--- START ---

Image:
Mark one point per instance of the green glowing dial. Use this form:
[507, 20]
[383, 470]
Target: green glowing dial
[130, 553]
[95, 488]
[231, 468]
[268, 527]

--- END ---

_Aim of the exercise_
Print every record above. Keep each one exactly as it is.

_Result of this exercise_
Image:
Mark one point per instance of the green glowing dial. Use this form:
[507, 20]
[383, 470]
Target: green glowing dial
[130, 553]
[95, 488]
[231, 468]
[268, 527]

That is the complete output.